(WHAT TO DO) Which lines in the items below contain the word "white"? Gather every one of them, matching case exactly.
▬▬▬▬▬▬▬▬▬▬
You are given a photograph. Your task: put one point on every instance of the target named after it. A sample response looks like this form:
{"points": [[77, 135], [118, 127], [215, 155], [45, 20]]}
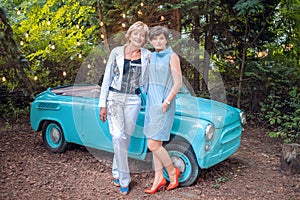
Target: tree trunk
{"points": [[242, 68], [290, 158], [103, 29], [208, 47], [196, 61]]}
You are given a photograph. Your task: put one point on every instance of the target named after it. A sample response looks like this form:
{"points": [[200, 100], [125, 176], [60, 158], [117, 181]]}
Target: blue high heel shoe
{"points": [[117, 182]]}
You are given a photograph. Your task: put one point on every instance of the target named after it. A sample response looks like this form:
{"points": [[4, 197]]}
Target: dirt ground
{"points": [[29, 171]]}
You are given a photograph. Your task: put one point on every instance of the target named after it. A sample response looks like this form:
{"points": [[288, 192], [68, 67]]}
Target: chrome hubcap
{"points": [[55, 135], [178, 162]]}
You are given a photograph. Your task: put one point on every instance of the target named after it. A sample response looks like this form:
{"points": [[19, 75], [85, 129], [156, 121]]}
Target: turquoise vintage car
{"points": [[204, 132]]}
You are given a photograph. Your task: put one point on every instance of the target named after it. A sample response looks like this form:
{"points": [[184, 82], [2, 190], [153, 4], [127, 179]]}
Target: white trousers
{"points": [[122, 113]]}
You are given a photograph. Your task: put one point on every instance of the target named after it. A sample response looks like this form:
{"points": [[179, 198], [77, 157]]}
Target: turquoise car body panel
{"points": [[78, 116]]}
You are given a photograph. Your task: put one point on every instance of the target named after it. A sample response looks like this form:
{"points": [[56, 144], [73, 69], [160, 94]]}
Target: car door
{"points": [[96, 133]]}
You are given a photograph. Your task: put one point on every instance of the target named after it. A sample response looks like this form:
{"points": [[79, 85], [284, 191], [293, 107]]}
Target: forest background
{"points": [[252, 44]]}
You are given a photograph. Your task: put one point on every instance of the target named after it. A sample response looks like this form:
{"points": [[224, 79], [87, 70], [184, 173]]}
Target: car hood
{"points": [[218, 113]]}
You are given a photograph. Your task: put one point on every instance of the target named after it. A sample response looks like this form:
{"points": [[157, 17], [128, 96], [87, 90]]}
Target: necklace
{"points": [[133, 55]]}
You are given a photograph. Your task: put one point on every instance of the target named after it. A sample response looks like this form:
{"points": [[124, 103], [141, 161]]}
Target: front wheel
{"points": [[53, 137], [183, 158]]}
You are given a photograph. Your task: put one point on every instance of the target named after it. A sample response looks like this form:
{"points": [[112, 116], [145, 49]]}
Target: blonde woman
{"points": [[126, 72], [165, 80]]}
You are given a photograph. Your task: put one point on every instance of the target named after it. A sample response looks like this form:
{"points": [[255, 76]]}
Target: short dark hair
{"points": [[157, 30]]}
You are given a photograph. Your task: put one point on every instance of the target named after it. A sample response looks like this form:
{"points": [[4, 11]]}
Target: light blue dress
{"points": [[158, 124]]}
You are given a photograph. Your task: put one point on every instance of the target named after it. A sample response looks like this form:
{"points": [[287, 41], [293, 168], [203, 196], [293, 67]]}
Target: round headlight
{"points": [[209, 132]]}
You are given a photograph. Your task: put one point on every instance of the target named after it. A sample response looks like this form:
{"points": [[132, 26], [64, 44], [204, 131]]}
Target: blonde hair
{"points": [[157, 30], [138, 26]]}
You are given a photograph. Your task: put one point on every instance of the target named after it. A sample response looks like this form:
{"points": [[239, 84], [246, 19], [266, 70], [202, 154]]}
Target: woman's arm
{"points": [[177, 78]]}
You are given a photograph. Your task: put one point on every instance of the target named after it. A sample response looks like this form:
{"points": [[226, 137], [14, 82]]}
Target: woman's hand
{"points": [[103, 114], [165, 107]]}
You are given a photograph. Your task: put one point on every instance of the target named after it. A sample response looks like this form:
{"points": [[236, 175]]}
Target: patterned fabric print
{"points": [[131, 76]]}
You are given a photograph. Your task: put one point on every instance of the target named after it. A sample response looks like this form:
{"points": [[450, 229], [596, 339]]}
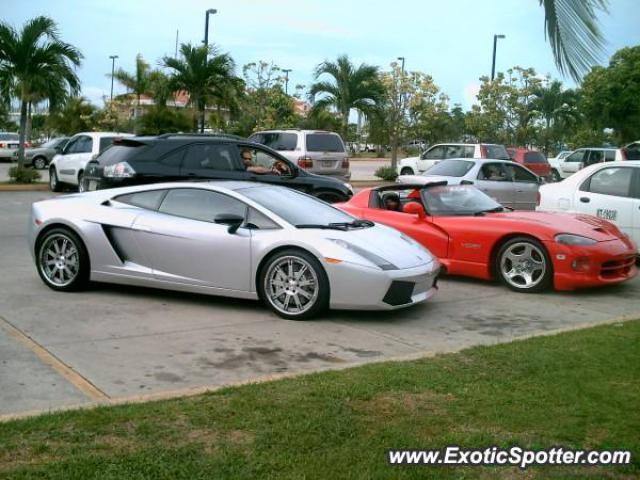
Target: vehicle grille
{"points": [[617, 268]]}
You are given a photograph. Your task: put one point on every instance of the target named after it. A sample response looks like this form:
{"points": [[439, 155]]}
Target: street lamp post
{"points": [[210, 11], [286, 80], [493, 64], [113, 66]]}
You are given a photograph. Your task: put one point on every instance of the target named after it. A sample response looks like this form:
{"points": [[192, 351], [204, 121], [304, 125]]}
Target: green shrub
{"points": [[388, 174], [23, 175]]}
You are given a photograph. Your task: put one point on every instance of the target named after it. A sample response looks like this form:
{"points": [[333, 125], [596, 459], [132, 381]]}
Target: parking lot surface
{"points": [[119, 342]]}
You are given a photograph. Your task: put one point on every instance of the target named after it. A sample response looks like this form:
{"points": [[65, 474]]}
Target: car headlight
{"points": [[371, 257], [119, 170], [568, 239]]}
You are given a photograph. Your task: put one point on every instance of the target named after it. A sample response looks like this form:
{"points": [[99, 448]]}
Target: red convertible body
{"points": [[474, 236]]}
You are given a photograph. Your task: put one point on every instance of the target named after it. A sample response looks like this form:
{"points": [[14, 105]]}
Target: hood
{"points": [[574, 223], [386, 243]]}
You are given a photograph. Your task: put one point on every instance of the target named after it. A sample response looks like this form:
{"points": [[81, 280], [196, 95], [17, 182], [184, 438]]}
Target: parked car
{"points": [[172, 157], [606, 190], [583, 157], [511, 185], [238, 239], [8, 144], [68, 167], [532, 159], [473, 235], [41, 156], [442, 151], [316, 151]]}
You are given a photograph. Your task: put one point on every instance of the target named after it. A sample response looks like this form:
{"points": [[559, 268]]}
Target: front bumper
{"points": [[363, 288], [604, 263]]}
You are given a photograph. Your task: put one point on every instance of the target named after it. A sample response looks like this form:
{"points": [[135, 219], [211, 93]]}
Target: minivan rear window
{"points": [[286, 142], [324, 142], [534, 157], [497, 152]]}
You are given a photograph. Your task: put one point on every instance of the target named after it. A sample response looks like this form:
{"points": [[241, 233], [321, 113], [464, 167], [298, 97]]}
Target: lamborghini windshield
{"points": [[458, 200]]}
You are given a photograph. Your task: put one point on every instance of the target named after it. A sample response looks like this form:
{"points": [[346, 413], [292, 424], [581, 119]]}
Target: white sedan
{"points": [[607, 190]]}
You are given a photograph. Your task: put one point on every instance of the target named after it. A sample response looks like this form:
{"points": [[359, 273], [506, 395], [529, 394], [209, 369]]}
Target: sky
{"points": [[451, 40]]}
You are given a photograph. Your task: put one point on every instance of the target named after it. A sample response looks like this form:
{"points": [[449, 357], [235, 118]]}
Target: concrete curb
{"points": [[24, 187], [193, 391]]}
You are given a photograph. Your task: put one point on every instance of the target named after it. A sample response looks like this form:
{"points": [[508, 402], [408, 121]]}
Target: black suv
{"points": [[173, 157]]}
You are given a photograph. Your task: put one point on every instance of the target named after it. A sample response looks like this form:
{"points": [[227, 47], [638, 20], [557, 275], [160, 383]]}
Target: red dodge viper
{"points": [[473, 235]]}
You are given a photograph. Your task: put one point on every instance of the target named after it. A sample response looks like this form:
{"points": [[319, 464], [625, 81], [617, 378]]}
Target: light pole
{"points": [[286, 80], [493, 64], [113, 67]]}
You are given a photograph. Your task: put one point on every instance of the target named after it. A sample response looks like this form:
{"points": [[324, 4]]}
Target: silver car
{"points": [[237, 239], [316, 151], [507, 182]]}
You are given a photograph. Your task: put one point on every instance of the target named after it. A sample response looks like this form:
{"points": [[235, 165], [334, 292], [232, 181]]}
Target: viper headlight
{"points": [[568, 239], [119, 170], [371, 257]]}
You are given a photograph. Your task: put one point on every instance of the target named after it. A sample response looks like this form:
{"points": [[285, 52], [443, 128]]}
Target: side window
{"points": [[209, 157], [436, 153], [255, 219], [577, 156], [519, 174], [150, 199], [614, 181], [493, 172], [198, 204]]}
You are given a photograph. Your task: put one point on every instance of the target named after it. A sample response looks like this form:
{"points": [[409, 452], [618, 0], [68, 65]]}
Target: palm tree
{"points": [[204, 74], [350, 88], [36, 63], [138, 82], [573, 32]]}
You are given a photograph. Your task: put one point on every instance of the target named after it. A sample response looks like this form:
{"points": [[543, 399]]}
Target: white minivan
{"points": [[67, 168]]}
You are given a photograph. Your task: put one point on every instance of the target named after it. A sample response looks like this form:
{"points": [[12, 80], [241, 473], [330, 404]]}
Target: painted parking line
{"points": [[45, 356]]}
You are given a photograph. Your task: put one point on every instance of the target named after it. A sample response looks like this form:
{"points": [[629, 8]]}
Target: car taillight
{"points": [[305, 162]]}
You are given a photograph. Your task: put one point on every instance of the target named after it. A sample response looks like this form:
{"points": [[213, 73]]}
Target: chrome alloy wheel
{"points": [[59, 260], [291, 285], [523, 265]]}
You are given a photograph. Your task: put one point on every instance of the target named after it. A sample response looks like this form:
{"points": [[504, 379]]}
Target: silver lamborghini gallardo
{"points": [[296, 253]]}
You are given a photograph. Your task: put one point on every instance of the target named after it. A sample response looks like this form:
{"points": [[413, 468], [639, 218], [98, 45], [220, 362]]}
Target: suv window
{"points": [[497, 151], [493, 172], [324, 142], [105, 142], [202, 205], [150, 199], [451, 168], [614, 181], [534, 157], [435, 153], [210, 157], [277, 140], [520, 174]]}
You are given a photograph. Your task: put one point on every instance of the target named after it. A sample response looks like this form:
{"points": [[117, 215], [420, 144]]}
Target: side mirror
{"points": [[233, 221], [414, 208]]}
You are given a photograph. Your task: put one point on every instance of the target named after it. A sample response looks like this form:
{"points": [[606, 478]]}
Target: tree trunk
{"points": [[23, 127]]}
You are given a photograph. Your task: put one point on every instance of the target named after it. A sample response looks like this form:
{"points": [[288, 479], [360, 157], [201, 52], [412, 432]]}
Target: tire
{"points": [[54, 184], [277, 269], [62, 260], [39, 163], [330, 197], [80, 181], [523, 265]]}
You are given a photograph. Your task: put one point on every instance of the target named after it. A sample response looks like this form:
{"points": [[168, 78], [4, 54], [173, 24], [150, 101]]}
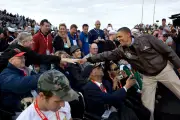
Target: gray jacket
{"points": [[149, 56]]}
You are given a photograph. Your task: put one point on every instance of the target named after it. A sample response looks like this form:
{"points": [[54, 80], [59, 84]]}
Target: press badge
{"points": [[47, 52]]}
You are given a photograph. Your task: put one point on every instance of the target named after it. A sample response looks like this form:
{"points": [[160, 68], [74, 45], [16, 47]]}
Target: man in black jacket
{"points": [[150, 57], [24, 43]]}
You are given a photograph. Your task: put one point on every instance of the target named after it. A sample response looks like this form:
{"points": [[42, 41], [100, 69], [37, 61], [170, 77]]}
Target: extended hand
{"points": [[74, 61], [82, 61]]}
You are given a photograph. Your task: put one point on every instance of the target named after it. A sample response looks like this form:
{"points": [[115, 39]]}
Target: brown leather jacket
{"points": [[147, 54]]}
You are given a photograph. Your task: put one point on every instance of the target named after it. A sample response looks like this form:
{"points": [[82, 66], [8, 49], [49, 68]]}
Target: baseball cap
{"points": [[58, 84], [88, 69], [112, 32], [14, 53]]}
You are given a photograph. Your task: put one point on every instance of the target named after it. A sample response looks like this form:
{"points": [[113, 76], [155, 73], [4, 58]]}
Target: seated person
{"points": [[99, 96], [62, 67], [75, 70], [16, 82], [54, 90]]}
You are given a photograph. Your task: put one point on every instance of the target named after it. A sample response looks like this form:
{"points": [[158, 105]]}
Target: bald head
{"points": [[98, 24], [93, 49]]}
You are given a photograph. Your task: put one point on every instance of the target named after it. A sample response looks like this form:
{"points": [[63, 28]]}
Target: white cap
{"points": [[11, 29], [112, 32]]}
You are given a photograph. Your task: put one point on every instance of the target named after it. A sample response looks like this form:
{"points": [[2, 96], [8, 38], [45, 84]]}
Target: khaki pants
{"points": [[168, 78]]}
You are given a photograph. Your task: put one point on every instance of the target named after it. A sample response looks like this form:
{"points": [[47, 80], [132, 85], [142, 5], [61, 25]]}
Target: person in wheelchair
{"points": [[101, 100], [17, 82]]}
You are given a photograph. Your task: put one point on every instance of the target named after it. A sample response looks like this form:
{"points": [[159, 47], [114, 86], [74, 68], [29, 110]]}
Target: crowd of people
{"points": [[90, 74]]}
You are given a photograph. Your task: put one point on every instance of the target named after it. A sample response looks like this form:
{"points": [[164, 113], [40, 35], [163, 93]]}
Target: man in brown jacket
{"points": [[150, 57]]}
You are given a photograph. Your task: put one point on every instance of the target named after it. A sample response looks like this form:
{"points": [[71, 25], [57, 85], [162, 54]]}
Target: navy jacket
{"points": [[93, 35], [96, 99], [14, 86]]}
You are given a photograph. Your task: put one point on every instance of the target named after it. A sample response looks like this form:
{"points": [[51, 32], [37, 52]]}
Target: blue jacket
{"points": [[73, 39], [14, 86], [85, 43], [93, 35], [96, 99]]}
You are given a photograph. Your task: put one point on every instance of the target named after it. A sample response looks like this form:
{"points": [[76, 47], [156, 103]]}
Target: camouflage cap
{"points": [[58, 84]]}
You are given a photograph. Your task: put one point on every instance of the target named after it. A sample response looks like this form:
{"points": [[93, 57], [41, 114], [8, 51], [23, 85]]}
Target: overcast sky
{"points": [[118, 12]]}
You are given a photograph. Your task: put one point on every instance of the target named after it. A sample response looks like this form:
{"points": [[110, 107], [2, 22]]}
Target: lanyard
▬▬▬▬▬▬▬▬▬▬
(EXERCISE RESULT)
Target: white trousers
Target: white sedan
Target: white minivan
Target: white cap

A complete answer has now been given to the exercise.